### Set task
Starting at the beginning of the material and ending at the line that contains "144L398 134L391 135L333", rewrite those lines with "vertices" changed to "corner points" and everything else left as it is. Leave the pictures out.

-------- Information given

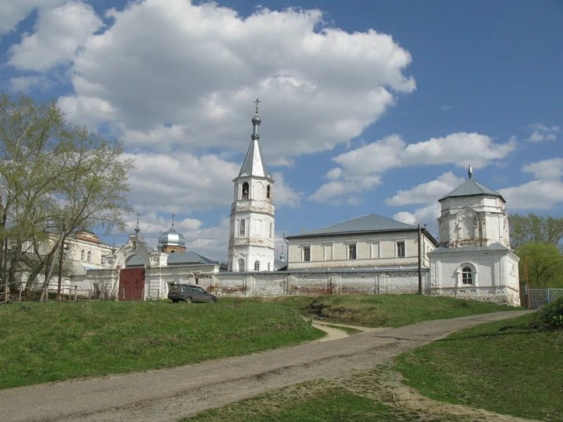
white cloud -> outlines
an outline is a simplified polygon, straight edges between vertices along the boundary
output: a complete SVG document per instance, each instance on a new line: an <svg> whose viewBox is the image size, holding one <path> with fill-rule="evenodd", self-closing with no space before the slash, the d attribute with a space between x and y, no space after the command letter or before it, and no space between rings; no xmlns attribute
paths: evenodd
<svg viewBox="0 0 563 422"><path fill-rule="evenodd" d="M532 173L536 179L560 179L563 176L563 158L550 158L526 164L522 171Z"/></svg>
<svg viewBox="0 0 563 422"><path fill-rule="evenodd" d="M407 144L398 134L391 135L333 158L341 167L327 173L329 181L321 186L310 199L326 203L347 193L358 193L360 191L353 183L358 180L377 180L377 183L369 183L362 186L365 190L373 189L379 184L380 175L393 168L446 164L463 167L469 164L469 161L474 168L483 167L505 158L514 150L515 144L514 139L505 143L495 143L488 136L476 133L451 134L411 144ZM442 177L444 179L431 182L430 186L417 187L418 193L436 185L443 188L447 182L451 182L454 177L443 175ZM398 201L406 200L405 196L411 193L407 192L404 196L389 200L393 201L391 203L398 203Z"/></svg>
<svg viewBox="0 0 563 422"><path fill-rule="evenodd" d="M451 172L438 176L438 179L423 183L407 190L400 190L393 197L387 198L390 205L406 205L410 204L429 204L436 203L441 198L463 183Z"/></svg>
<svg viewBox="0 0 563 422"><path fill-rule="evenodd" d="M434 200L434 203L429 204L422 208L416 210L414 212L401 211L393 216L393 219L402 222L407 224L426 224L426 228L431 233L436 233L438 229L437 219L440 217L440 203Z"/></svg>
<svg viewBox="0 0 563 422"><path fill-rule="evenodd" d="M543 142L545 141L555 141L557 134L561 132L559 126L545 126L540 123L531 124L530 127L533 129L532 134L526 139L530 142Z"/></svg>
<svg viewBox="0 0 563 422"><path fill-rule="evenodd" d="M13 30L23 19L39 8L50 8L67 0L3 0L0 1L0 35Z"/></svg>
<svg viewBox="0 0 563 422"><path fill-rule="evenodd" d="M128 148L244 150L258 97L266 160L291 163L358 136L415 88L403 74L410 56L390 36L320 30L317 10L243 18L210 2L146 0L108 16L75 58L61 105L77 122L110 122Z"/></svg>
<svg viewBox="0 0 563 422"><path fill-rule="evenodd" d="M129 200L139 212L228 210L234 200L232 179L240 163L211 154L139 153L125 154L125 158L133 158L137 166L129 177ZM287 185L281 174L272 177L276 206L298 207L302 194Z"/></svg>
<svg viewBox="0 0 563 422"><path fill-rule="evenodd" d="M518 186L500 189L511 210L550 210L563 203L563 181L532 180Z"/></svg>
<svg viewBox="0 0 563 422"><path fill-rule="evenodd" d="M40 9L34 33L10 47L8 64L21 70L45 71L70 62L101 25L94 8L79 1Z"/></svg>
<svg viewBox="0 0 563 422"><path fill-rule="evenodd" d="M282 173L274 172L272 174L274 179L274 203L276 207L289 207L291 208L298 208L301 205L302 192L296 192L287 184L284 175Z"/></svg>
<svg viewBox="0 0 563 422"><path fill-rule="evenodd" d="M10 78L10 87L13 91L26 92L39 87L46 90L53 85L53 81L44 75L18 76Z"/></svg>
<svg viewBox="0 0 563 422"><path fill-rule="evenodd" d="M309 200L321 203L339 205L357 205L361 203L356 194L373 190L381 183L379 176L350 177L344 180L331 181L322 185Z"/></svg>

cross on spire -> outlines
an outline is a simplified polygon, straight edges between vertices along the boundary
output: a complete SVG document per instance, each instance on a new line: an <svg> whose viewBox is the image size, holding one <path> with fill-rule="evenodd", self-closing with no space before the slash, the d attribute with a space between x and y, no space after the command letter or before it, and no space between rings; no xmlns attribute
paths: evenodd
<svg viewBox="0 0 563 422"><path fill-rule="evenodd" d="M258 103L261 103L258 98L256 98L256 101L254 101L254 103L256 104L256 114L258 114Z"/></svg>
<svg viewBox="0 0 563 422"><path fill-rule="evenodd" d="M139 226L139 216L141 215L139 212L137 213L137 226L135 226L135 233L139 234L141 231L141 227Z"/></svg>

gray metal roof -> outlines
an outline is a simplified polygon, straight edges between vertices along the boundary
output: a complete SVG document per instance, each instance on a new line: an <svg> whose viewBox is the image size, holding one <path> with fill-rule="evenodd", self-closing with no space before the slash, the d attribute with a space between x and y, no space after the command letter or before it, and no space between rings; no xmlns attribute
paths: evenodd
<svg viewBox="0 0 563 422"><path fill-rule="evenodd" d="M464 183L455 188L453 191L443 196L438 201L443 200L447 198L452 198L454 196L472 196L475 195L488 195L491 196L498 196L502 200L505 198L498 192L488 188L485 185L480 184L479 181L474 181L473 179L469 179ZM505 201L506 202L506 201Z"/></svg>
<svg viewBox="0 0 563 422"><path fill-rule="evenodd" d="M168 255L167 260L168 265L194 265L194 264L215 264L216 261L213 261L195 252L175 252ZM127 261L127 267L144 267L143 259L139 255L134 255Z"/></svg>
<svg viewBox="0 0 563 422"><path fill-rule="evenodd" d="M311 230L300 234L289 236L287 238L293 238L316 235L322 236L358 232L396 231L400 230L416 230L417 229L417 226L401 223L381 215L368 214L342 222L341 223L337 223L332 226L327 226L326 227Z"/></svg>
<svg viewBox="0 0 563 422"><path fill-rule="evenodd" d="M182 265L190 264L217 264L216 261L206 258L195 252L175 252L168 255L168 265Z"/></svg>
<svg viewBox="0 0 563 422"><path fill-rule="evenodd" d="M158 244L162 246L175 246L178 245L185 246L186 238L174 228L174 223L172 223L170 230L160 234L160 237L158 238Z"/></svg>

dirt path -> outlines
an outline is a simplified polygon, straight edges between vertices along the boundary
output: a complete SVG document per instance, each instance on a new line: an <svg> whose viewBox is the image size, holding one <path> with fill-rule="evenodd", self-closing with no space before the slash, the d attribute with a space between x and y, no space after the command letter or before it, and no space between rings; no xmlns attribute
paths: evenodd
<svg viewBox="0 0 563 422"><path fill-rule="evenodd" d="M0 421L175 421L281 387L370 371L453 331L526 312L429 321L179 368L0 390Z"/></svg>

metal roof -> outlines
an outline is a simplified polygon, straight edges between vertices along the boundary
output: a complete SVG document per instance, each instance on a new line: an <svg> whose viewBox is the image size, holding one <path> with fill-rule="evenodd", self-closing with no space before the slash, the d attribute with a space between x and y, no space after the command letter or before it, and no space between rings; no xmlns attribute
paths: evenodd
<svg viewBox="0 0 563 422"><path fill-rule="evenodd" d="M174 228L174 223L172 223L170 230L160 234L160 238L158 238L158 244L162 246L175 246L178 245L185 246L186 238Z"/></svg>
<svg viewBox="0 0 563 422"><path fill-rule="evenodd" d="M486 186L482 184L480 184L479 181L473 180L473 179L469 179L467 181L466 181L463 184L460 185L459 186L455 188L453 191L452 191L445 196L443 196L438 200L441 201L447 198L453 198L455 196L473 196L476 195L488 195L490 196L498 196L500 199L505 200L505 198L502 198L502 196L500 195L500 193L499 193L495 191L493 191L490 188L488 188L487 186Z"/></svg>
<svg viewBox="0 0 563 422"><path fill-rule="evenodd" d="M243 176L257 176L271 179L266 168L264 156L262 155L262 150L258 139L253 139L251 141L244 162L243 162L241 172L239 173L239 177Z"/></svg>
<svg viewBox="0 0 563 422"><path fill-rule="evenodd" d="M218 264L216 261L213 261L195 252L175 252L168 254L167 260L168 265L193 265L194 264ZM139 255L134 255L127 261L127 267L144 267L144 262Z"/></svg>
<svg viewBox="0 0 563 422"><path fill-rule="evenodd" d="M195 252L175 252L168 255L168 265L182 265L189 264L217 264L209 258L196 253Z"/></svg>
<svg viewBox="0 0 563 422"><path fill-rule="evenodd" d="M288 238L309 237L311 236L323 236L328 234L342 234L349 233L372 232L372 231L396 231L400 230L416 230L417 226L406 224L394 219L376 215L375 214L368 214L352 219L337 223L331 226L327 226L305 231L297 235L289 236Z"/></svg>

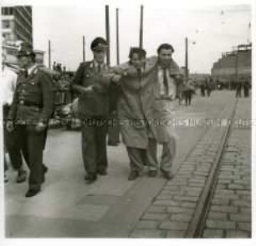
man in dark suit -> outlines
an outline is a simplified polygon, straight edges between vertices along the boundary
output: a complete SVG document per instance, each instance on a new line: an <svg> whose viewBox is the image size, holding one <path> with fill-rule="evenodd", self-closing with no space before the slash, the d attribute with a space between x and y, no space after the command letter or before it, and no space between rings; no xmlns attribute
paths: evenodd
<svg viewBox="0 0 256 246"><path fill-rule="evenodd" d="M23 45L18 57L23 71L18 76L7 128L12 132L15 128L17 131L17 144L30 169L26 197L33 197L40 192L48 170L43 164L43 151L54 108L54 94L51 78L35 63L32 46Z"/></svg>
<svg viewBox="0 0 256 246"><path fill-rule="evenodd" d="M117 83L120 79L120 76L111 73L105 63L106 41L96 38L90 48L93 61L80 63L71 84L79 97L78 116L82 123L82 152L87 183L95 182L97 174L107 174L109 88L111 82Z"/></svg>

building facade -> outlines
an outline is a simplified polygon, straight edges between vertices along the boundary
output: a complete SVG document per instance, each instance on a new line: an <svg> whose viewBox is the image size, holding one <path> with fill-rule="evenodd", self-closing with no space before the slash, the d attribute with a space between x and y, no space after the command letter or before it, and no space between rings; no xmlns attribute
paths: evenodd
<svg viewBox="0 0 256 246"><path fill-rule="evenodd" d="M23 43L33 46L33 13L31 6L3 7L2 37L3 48L9 65L18 63L17 53ZM44 63L44 52L35 50L36 62Z"/></svg>
<svg viewBox="0 0 256 246"><path fill-rule="evenodd" d="M33 44L32 7L3 7L1 13L3 39L20 40Z"/></svg>
<svg viewBox="0 0 256 246"><path fill-rule="evenodd" d="M241 44L224 53L213 63L212 78L222 83L237 83L252 78L252 44Z"/></svg>

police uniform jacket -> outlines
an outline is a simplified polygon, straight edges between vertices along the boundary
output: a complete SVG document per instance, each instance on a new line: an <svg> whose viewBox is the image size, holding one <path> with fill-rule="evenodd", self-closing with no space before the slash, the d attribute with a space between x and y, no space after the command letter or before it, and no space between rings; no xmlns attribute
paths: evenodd
<svg viewBox="0 0 256 246"><path fill-rule="evenodd" d="M94 61L80 63L71 84L74 93L79 98L78 115L80 118L109 115L109 86L113 75L105 65L99 72ZM93 91L84 93L83 89L90 86L93 86Z"/></svg>
<svg viewBox="0 0 256 246"><path fill-rule="evenodd" d="M20 72L8 118L18 123L47 123L53 109L51 78L44 68L36 66L28 77Z"/></svg>

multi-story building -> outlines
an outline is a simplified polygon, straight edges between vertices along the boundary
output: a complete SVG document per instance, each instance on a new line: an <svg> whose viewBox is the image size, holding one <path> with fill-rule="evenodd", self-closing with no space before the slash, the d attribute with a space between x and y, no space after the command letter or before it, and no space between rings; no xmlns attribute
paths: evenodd
<svg viewBox="0 0 256 246"><path fill-rule="evenodd" d="M33 18L31 6L3 7L2 36L3 48L7 55L9 65L17 64L17 52L23 43L33 46ZM44 63L44 52L35 50L36 62Z"/></svg>
<svg viewBox="0 0 256 246"><path fill-rule="evenodd" d="M242 80L251 82L252 44L241 44L232 52L224 53L213 63L212 78L222 83L236 83Z"/></svg>

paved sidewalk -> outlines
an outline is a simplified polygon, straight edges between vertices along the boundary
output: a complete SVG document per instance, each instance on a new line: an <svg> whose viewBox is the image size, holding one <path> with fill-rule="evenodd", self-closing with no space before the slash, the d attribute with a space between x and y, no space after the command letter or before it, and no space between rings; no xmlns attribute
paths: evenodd
<svg viewBox="0 0 256 246"><path fill-rule="evenodd" d="M232 107L226 105L218 118L227 118L231 113ZM189 227L193 226L192 219L224 130L224 127L209 125L177 175L141 216L131 238L186 238Z"/></svg>
<svg viewBox="0 0 256 246"><path fill-rule="evenodd" d="M225 105L233 101L233 93L225 91L214 92L210 98L196 97L191 107L181 105L177 108L177 118L226 118L228 109ZM220 113L223 115L220 116ZM199 189L203 187L204 175L211 168L211 162L214 158L222 134L218 133L218 129L223 130L223 128L212 128L205 135L208 128L177 128L179 140L173 171L178 174L171 181L177 182L175 186L174 183L166 182L160 174L156 178L149 178L145 173L136 181L129 182L129 160L122 144L108 148L109 174L100 177L92 185L86 185L80 133L51 130L44 159L49 167L49 172L42 193L33 198L24 198L28 184L16 184L16 173L10 173L9 183L5 186L6 237L128 238L136 235L135 228L138 228L145 215L149 217L142 223L154 224L160 223L160 218L166 219L162 214L159 214L161 212L147 214L151 206L157 207L157 209L165 207L169 211L169 215L172 209L191 213L189 211L194 206L195 199L198 198ZM159 146L159 156L161 150L161 147ZM208 157L202 159L202 153ZM188 154L190 155L187 158ZM192 167L194 167L192 170ZM186 179L192 172L194 177ZM152 205L152 203L157 201L160 193L163 197L166 195L165 192L173 189L177 192L176 188L179 188L186 180L189 189L185 191L185 194L189 191L189 200L183 201L183 195L177 193L173 197L182 206L177 208L177 203L169 203L166 206ZM161 202L163 200L161 199ZM181 231L185 228L182 223L187 223L187 218L184 218L184 215L180 215L181 213L172 213L172 219L174 220L183 216L181 218L182 223L175 226L175 231L179 231L178 233L182 236ZM163 228L160 230L165 233L161 237L172 237L170 226L172 225L161 225ZM151 229L150 237L160 237L158 231L154 231L155 229ZM149 237L146 234L148 229L145 229L143 237Z"/></svg>
<svg viewBox="0 0 256 246"><path fill-rule="evenodd" d="M250 100L238 100L233 128L221 161L204 238L251 237Z"/></svg>

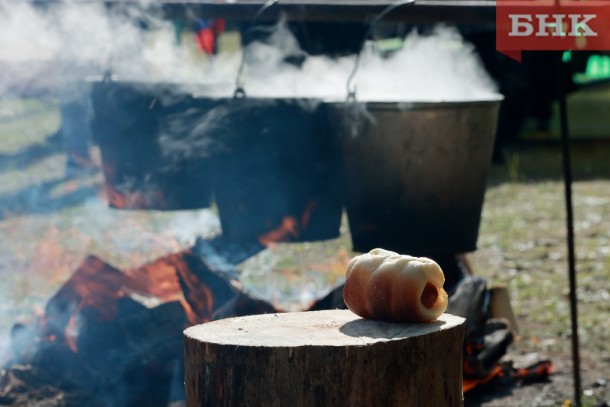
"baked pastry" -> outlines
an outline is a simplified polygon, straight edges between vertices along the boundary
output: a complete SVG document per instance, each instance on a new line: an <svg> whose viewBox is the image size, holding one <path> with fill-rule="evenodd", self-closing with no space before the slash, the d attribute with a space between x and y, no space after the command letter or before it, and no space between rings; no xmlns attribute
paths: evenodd
<svg viewBox="0 0 610 407"><path fill-rule="evenodd" d="M349 262L343 299L363 318L432 322L447 309L444 283L434 260L373 249Z"/></svg>

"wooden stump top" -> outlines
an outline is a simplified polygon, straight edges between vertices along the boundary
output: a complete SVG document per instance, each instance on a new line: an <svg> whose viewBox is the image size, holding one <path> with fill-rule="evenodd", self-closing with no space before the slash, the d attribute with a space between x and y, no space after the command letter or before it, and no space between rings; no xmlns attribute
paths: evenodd
<svg viewBox="0 0 610 407"><path fill-rule="evenodd" d="M443 314L436 321L398 324L364 319L349 310L289 312L227 318L190 327L188 338L235 346L364 346L454 328L464 318Z"/></svg>

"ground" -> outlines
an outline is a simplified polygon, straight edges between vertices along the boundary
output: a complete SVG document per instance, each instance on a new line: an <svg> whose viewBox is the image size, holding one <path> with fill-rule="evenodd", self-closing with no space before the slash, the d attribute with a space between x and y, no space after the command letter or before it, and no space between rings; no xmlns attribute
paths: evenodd
<svg viewBox="0 0 610 407"><path fill-rule="evenodd" d="M0 329L30 318L87 254L133 267L219 232L213 208L117 211L99 171L66 177L53 98L0 101ZM92 153L99 163L96 148ZM575 142L574 218L584 406L610 405L610 144ZM538 352L550 380L467 395L471 406L574 405L564 186L556 142L507 150L488 178L475 273L509 289L519 337L510 357ZM351 252L347 227L331 242L277 245L242 267L254 294L286 309L340 284ZM51 404L49 404L51 405ZM60 404L57 404L60 405Z"/></svg>

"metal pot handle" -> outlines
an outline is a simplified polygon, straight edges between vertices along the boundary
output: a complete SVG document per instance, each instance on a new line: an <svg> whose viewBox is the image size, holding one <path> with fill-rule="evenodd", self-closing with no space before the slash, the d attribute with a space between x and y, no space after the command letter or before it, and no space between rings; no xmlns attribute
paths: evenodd
<svg viewBox="0 0 610 407"><path fill-rule="evenodd" d="M256 14L254 15L254 18L252 18L252 22L250 23L250 26L246 30L246 33L249 34L250 31L252 31L252 29L258 22L258 19L263 15L263 13L269 7L273 6L274 4L276 4L278 2L279 2L279 0L267 0L267 2L265 4L263 4L261 6L261 8L258 9ZM233 93L233 97L235 97L235 98L246 97L246 91L244 90L244 83L243 83L242 76L243 76L243 72L244 72L244 65L246 64L247 49L248 49L247 46L243 47L242 54L241 54L241 62L239 64L239 69L237 70L237 78L235 79L235 92Z"/></svg>
<svg viewBox="0 0 610 407"><path fill-rule="evenodd" d="M354 67L352 68L352 72L350 73L349 78L347 78L347 100L348 100L348 102L356 101L356 86L355 85L352 86L352 80L354 79L354 77L356 76L356 72L358 71L358 65L360 64L360 56L362 55L362 50L364 49L366 40L368 40L369 36L373 32L373 29L391 11L393 11L394 9L396 9L402 5L405 5L405 4L409 4L409 5L415 4L415 1L416 0L395 1L394 3L390 4L385 9L383 9L379 14L377 14L375 16L375 18L373 18L373 20L371 20L371 23L369 24L369 28L366 30L366 33L364 34L364 38L362 39L362 45L360 46L360 52L358 52L358 55L356 56L356 61L354 62Z"/></svg>

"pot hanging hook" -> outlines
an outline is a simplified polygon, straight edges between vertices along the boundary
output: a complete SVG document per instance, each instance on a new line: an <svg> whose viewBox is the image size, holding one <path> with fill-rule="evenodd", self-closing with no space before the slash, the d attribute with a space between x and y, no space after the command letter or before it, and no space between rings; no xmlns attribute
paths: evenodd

----------------

### Written solution
white cloud -> outlines
an outline is a simplified polygon, straight edges between corner points along the boundary
output: a complete SVG document per instance, each instance on a new line: an <svg> whose viewBox is the image size, holding one <path> with fill-rule="evenodd", self-closing with no space before the slash, the d attribute with a space between x and y, no space after the command letter or before it, and no space between rings; no xmlns attribute
paths: evenodd
<svg viewBox="0 0 563 422"><path fill-rule="evenodd" d="M532 173L536 179L560 179L563 176L563 158L550 158L526 164L522 171Z"/></svg>
<svg viewBox="0 0 563 422"><path fill-rule="evenodd" d="M407 144L398 134L391 135L333 158L341 167L327 173L329 181L321 186L310 199L326 203L347 193L358 193L360 191L353 183L358 180L377 180L377 183L369 183L362 186L365 190L373 189L379 184L380 175L393 168L446 164L463 167L469 164L469 161L474 168L483 167L505 158L514 150L515 144L514 139L505 143L495 143L488 136L476 133L451 134L411 144ZM442 177L444 179L431 182L430 186L417 187L418 193L436 185L443 188L447 182L451 182L454 177L443 175ZM398 201L406 200L405 196L411 193L407 192L404 196L389 200L393 201L391 203L398 203Z"/></svg>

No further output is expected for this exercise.